What is expected »
Go through the entries below and print each one exactly.

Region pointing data

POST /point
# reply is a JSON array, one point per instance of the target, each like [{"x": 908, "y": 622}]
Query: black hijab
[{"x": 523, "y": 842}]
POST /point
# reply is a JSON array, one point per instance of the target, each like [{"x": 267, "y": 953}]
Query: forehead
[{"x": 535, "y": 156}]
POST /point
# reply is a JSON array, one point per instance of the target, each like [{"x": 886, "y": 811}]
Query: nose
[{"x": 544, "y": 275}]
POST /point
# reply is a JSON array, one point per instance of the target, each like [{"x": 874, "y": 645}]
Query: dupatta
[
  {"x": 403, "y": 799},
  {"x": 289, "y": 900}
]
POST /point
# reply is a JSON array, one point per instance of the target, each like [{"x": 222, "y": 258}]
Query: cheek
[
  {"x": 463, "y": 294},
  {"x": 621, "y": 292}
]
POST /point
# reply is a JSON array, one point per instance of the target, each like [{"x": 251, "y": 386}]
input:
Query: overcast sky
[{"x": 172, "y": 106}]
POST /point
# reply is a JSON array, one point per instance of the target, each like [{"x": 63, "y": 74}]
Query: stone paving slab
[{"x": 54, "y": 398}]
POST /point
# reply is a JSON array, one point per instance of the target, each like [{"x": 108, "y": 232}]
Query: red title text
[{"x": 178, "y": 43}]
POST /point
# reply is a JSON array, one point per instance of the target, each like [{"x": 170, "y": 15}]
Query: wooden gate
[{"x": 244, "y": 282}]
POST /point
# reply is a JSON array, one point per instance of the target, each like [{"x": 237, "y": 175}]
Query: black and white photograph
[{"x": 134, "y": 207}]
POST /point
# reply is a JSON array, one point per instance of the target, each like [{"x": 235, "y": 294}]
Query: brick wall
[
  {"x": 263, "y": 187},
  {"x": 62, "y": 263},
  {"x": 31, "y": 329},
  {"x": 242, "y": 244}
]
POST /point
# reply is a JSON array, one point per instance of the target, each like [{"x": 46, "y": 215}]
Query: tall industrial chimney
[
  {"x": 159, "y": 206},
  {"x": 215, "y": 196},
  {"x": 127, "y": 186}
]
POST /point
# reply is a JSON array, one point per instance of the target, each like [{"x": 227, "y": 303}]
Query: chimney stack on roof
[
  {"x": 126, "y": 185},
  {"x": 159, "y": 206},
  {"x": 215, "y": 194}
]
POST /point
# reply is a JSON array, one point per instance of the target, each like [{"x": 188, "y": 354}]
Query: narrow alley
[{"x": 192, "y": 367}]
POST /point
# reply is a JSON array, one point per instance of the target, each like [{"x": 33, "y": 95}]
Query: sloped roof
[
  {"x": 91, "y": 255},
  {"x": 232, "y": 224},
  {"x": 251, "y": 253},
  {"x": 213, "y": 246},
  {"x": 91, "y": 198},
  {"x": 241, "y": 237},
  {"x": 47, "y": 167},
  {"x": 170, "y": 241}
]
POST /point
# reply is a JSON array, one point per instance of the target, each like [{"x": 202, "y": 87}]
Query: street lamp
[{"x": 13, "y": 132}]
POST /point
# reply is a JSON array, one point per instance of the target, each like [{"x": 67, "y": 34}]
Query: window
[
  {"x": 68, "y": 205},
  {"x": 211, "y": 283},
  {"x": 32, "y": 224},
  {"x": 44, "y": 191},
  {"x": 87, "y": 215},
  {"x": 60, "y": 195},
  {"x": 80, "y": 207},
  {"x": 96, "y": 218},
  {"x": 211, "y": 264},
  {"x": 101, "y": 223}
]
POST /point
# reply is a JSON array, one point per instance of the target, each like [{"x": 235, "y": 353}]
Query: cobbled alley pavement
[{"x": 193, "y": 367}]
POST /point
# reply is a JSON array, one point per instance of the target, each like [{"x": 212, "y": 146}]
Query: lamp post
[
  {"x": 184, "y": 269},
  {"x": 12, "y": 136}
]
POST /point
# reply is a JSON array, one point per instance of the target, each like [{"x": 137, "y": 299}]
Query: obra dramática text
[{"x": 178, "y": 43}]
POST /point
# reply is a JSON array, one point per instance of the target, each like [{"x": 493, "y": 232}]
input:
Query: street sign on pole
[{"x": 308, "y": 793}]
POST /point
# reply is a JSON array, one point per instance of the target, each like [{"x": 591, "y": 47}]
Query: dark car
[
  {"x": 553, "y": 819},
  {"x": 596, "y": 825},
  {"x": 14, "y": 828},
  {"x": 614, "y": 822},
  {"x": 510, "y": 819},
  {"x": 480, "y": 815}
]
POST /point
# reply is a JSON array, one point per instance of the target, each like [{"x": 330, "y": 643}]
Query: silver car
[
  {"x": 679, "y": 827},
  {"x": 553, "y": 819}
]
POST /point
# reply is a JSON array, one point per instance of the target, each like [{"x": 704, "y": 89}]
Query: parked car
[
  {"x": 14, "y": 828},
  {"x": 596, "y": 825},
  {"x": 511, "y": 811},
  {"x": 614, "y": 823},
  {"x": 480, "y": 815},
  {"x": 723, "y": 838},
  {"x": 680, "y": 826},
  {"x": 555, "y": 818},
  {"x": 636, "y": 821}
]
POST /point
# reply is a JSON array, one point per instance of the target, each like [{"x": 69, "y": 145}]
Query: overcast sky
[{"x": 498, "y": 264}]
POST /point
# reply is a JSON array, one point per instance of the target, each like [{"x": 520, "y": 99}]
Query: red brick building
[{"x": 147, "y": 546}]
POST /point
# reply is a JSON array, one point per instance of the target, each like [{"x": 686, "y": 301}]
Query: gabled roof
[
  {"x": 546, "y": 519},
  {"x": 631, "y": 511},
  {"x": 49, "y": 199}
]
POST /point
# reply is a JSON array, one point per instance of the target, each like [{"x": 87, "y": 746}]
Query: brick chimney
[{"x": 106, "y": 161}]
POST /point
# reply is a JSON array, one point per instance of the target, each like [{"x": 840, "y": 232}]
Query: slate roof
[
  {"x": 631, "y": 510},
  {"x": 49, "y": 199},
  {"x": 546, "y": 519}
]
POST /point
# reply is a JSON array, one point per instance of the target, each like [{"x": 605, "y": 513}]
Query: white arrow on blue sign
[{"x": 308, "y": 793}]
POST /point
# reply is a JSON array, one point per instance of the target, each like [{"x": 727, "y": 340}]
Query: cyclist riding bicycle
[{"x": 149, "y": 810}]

Task answer »
POST /point
# reply is a JSON array, one point per instance of the target, each like [{"x": 908, "y": 622}]
Query: black hijab
[{"x": 523, "y": 842}]
POST /point
# reply is a JSON array, one point per instance of the target, each like [{"x": 267, "y": 953}]
Query: forehead
[{"x": 535, "y": 156}]
POST /point
# reply is a JSON array, one point per instance of the target, each like [{"x": 886, "y": 811}]
Query: nose
[{"x": 544, "y": 275}]
POST /point
# reply is a JSON array, one point per instance of the target, each like [{"x": 874, "y": 645}]
Query: dupatta
[
  {"x": 403, "y": 799},
  {"x": 289, "y": 900}
]
POST /point
# reply is a JSON array, one point per instance of the target, each like [{"x": 222, "y": 258}]
Query: cheek
[
  {"x": 463, "y": 294},
  {"x": 621, "y": 292}
]
POST /point
# reply is a JSON array, one point per instance of the target, each like [{"x": 251, "y": 386}]
input:
Query: overcast sky
[{"x": 172, "y": 106}]
POST /point
# reply is a JSON array, one point per instance of the target, each like [{"x": 63, "y": 74}]
Query: stone paving slab
[{"x": 54, "y": 398}]
POST /point
# reply is a JSON array, one point per instance of the target, each like [{"x": 108, "y": 232}]
Query: red title text
[{"x": 178, "y": 43}]
POST /point
# reply is a JSON array, one point per instance of the target, each like [{"x": 170, "y": 15}]
Query: wooden gate
[{"x": 244, "y": 282}]
POST /point
# reply is a JSON array, one point per instance of the target, each like [{"x": 237, "y": 175}]
Query: black and white photograph
[{"x": 134, "y": 207}]
POST /point
# reply is a JSON array, one point per instance of the target, each like [{"x": 235, "y": 294}]
Query: brick wall
[
  {"x": 263, "y": 187},
  {"x": 62, "y": 263},
  {"x": 31, "y": 329},
  {"x": 242, "y": 244}
]
POST /point
# reply is a JSON array, one point per instance of the target, each like [{"x": 46, "y": 215}]
Query: tall industrial chimney
[
  {"x": 159, "y": 206},
  {"x": 215, "y": 196},
  {"x": 127, "y": 186}
]
POST /point
# reply is a JSON array, one point per instance of the target, each like [{"x": 227, "y": 303}]
Query: chimney stack on roof
[
  {"x": 126, "y": 185},
  {"x": 159, "y": 206},
  {"x": 215, "y": 194}
]
POST /point
# reply is a JSON array, one point per instance of the target, each like [{"x": 188, "y": 354}]
Query: narrow alley
[{"x": 192, "y": 367}]
POST /point
# reply is a JSON array, one point per instance of the target, each like [{"x": 33, "y": 95}]
Query: sloped roof
[
  {"x": 91, "y": 255},
  {"x": 232, "y": 224},
  {"x": 251, "y": 253},
  {"x": 213, "y": 246},
  {"x": 91, "y": 198},
  {"x": 241, "y": 237},
  {"x": 47, "y": 167},
  {"x": 170, "y": 241}
]
POST /point
# reply is a JSON array, one point per instance of the target, each like [{"x": 202, "y": 87}]
Query: street lamp
[{"x": 13, "y": 132}]
POST /point
# reply is a JSON array, one point per instance of the target, each like [{"x": 67, "y": 34}]
Query: window
[
  {"x": 68, "y": 205},
  {"x": 211, "y": 283},
  {"x": 32, "y": 224},
  {"x": 44, "y": 191},
  {"x": 87, "y": 215},
  {"x": 60, "y": 195},
  {"x": 80, "y": 207},
  {"x": 96, "y": 218},
  {"x": 211, "y": 264},
  {"x": 101, "y": 223}
]
POST /point
# reply is a JSON array, one point per instance of the target, each like [{"x": 235, "y": 353}]
Query: cobbled alley pavement
[{"x": 193, "y": 367}]
POST /point
# reply is a JSON array, one point per instance of the target, each like [{"x": 212, "y": 146}]
Query: lamp post
[
  {"x": 184, "y": 269},
  {"x": 12, "y": 136}
]
POST /point
# reply is a JSON array, one point per instance of the target, each like [{"x": 137, "y": 299}]
Query: obra dramática text
[{"x": 178, "y": 43}]
POST /point
# reply is a JSON array, one point per instance of the target, each like [{"x": 493, "y": 232}]
input:
Query: street sign on pole
[{"x": 308, "y": 793}]
POST /point
# reply is a JSON array, one point per instance of the target, each like [{"x": 591, "y": 47}]
Query: dark car
[
  {"x": 553, "y": 819},
  {"x": 596, "y": 825},
  {"x": 14, "y": 828},
  {"x": 614, "y": 822},
  {"x": 510, "y": 819},
  {"x": 480, "y": 815}
]
POST /point
# reply is a JSON array, one point per instance of the target, each like [{"x": 330, "y": 643}]
Query: silver car
[
  {"x": 679, "y": 827},
  {"x": 553, "y": 819}
]
POST /point
# reply is a JSON array, one point per instance of the target, each like [{"x": 704, "y": 89}]
Query: parked car
[
  {"x": 14, "y": 828},
  {"x": 596, "y": 825},
  {"x": 511, "y": 811},
  {"x": 614, "y": 823},
  {"x": 480, "y": 815},
  {"x": 723, "y": 838},
  {"x": 680, "y": 826},
  {"x": 555, "y": 818},
  {"x": 636, "y": 821}
]
POST /point
# reply is a JSON array, one point per instance of the target, each like [{"x": 69, "y": 145}]
Query: overcast sky
[{"x": 498, "y": 264}]
POST /point
# reply is a JSON array, one point per instance of the target, each like [{"x": 520, "y": 99}]
Query: red brick building
[{"x": 147, "y": 546}]
POST /point
# reply is a JSON array, one point per instance of the target, each like [{"x": 686, "y": 301}]
Query: gabled roof
[
  {"x": 546, "y": 519},
  {"x": 631, "y": 511},
  {"x": 49, "y": 199}
]
POST /point
# reply is a JSON array, one point per instance of the target, each like [{"x": 87, "y": 746}]
Query: brick chimney
[{"x": 106, "y": 161}]
POST /point
# reply is a JSON array, one point per instance of the target, each like [{"x": 840, "y": 232}]
Query: slate roof
[
  {"x": 631, "y": 510},
  {"x": 49, "y": 199},
  {"x": 546, "y": 519}
]
POST /point
# reply is a JSON array, one point per instance of the target, each like [{"x": 605, "y": 513}]
Query: white arrow on blue sign
[{"x": 308, "y": 793}]
POST /point
# reply is a JSON array, one point per instance of the target, each like [{"x": 727, "y": 340}]
Query: cyclist riding bicycle
[{"x": 149, "y": 810}]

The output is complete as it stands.